» Text provided

----------

Monday, January 25, 2016

The annual census figures

If you live in Spain you are supposed to register with the local town hall. Lots of people don't for one reason or another. For instance when we worked away, but still owned the house here in Culebrón, we couldn't register with two town halls at the same time. People who don't have their papers in order don't usually register (though they can) just in case it causes them problems. For EU Europeans it's reasonably easy to avoid registration so many simply don't bother.

Based on this registration, Pinoso, our home town, the one that "owns" Culebrón, had 7,654 residents at 31st December 2015. That's a tad down from the 7,912 on the same register at the end of 2014. The town hall website says that those 156 men and 102 women fewer are "mainly" foreigners. In the December 2015 figures 6,609 are Spanish and 1,045 are foreigners.

The 1,405 foreigners are made up of citizens from 43 countries. We Brits are way out in front with 489 of us. Morrocans next with 112, Ukranians 69, Ecuadorians 63, Dutch 32 and Bulgarians 30. That leaves 250 people for the remaining 37 countries.

If you are ever in Pinoso you may get the impression that there are more Britons than the figures suggest. The town halls only register their own of course. Only a few hundred metres down the road from our house is the border with Monóvar. Pinoso is in Alicante province but just 3kms away is the border with Murcia and the towns of Abanilla, Yecla and Jumilla all have frontiers with Pinoso. People living in those municipalities don't get counted in the Pinoso figures but for many of them Pinoso offers the nearest supermarket, bar or restaurant.

Friday, May 15, 2015

Wrinkled skin

On the second day I lived here, that is the day after the MGB, Mary the cat and I arrived in Spain to join Maggie, I went to the Town Hall in Santa Pola to register on the padrón. The padrón is a local register of inhabitants. Town Hall's like to have people on their padrón because it increases their funding from national and regional sources. Without being on the padrón it's difficult to access some services.

----------

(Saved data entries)
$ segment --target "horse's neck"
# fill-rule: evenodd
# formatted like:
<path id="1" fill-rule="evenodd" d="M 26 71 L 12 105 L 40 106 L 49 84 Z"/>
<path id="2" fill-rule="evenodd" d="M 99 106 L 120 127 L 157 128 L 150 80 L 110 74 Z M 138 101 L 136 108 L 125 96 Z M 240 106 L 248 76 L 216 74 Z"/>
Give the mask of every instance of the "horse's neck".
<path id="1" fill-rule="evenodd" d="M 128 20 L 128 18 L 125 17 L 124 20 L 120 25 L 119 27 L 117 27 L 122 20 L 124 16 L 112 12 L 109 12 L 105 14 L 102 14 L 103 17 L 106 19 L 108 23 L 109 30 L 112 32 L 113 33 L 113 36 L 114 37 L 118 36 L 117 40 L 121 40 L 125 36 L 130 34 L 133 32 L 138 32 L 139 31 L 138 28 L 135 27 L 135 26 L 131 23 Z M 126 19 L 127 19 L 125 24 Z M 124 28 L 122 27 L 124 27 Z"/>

----------

» Tasks
1 > According to the text on town hall registration in Spain, why might someone in Pinoso get the impression that more Britons live there than the figures suggest? Answer in one to three sentences.
2 > Please proceed with the text on town hall registration in Spain, picking up right after its last sentence.

» Answer list
1 > Town halls only register their own residents, and Pinoso borders other municipalities: Monóvar, and the Murcia towns of Abanilla, Yecla and Jumilla. People living in those places aren't counted in Pinoso's figures, but for many of them Pinoso has the nearest supermarket, bar or restaurant.

2 >
There were some problems with the paperwork; some tiny little defects. The Town Hall needed the landlord's signature. She was in Switzerland. They needed Maggie's signature. She was at work. I went to the Estate Agent, who had rented us the flat, and asked for advice. She forged the absent landlady's signature. Back at the Town Hall I forged Maggie's signature. As I wrote it with a pen borrowed from the clerk it wasn't much of a forgery. "Ah, the landlady and your wife came back unexpectedly." said the clerk as he stamped our padrón and we became official residents.

Today I had to set off for work within the hour. Maggie had just finished her job for the day and was due to get her nails done. We decided a quick snack lunch in a bar would be just the job. It all went dreadfully wrong, The service was slow and Maggie left after a salad and some indifferent mushrooms. I waited for the double portions we'd ordered to eat together to come. There were some Britons sitting very close to our table. Abandoned by Maggie I started talking to them. They were pretty new to the area. In the few moments we talked I heard that the electricity supply wasn't in their name, that they did not have the deeds for the house, that their water pipes seemed to be leaking and that they weren't registered with anyone for anything.

I began to dole out my ten year old wisdom, most of which is certainly out of date. I mentioned local people to contact to sort this and that problem. More importantly I helped them with their pudding order. They wanted ice cream as well as the fruit salad.

As I drove away there were two thoughts uppermost in my mind. The first was just how confusing I had probably been. For someone who was having trouble with the translation of the word for hake, the fish, talk of various Spanish processes must have been first rate gobbledygook. Padrón this, escritura that  with Iberdrola and gestores up the ying yang. It had probably been confusing for me too all those years ago in Santa Pola. The second, much more rewarding, thought was that I'd had no trouble at all getting them ice cream and fruit salad.

Extrapolate as John D.W. Bottomley, my one time chemistry teacher, used to say.